> _Instructions for the task_:
Rewrite the rows below with "parking lot" changed to "car park" and every other part left as it is. Omit the pictures from your answer.

> _The records_:
########

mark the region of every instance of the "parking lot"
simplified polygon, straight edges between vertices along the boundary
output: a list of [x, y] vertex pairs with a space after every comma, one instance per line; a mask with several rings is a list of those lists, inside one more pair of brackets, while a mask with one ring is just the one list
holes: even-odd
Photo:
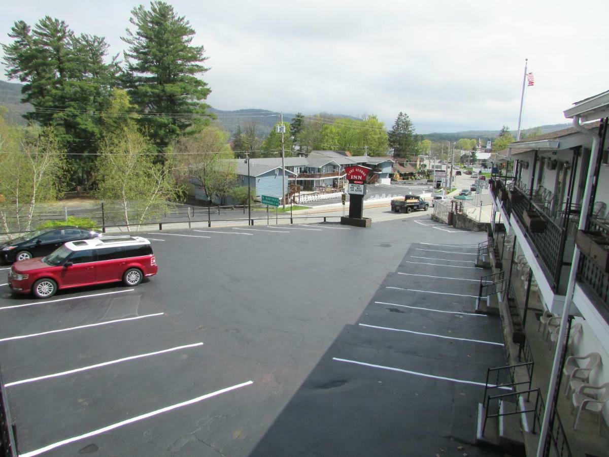
[[421, 213], [143, 235], [159, 273], [136, 288], [0, 286], [21, 455], [488, 454], [475, 411], [504, 358], [473, 313], [483, 234]]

########

> _Exercise answer_:
mark the region of every instance of the "car park"
simplified polygon, straight edges between vertices along the boundary
output: a list of [x, y] vertex pairs with a space after every comma, one instance per line; a mask with several rings is a list of those lists, inside one more pair of brackets, while a mask with one ring is just the one list
holes: even-odd
Photo:
[[421, 213], [143, 235], [159, 273], [136, 288], [0, 286], [21, 455], [488, 454], [475, 411], [504, 358], [473, 313], [483, 234]]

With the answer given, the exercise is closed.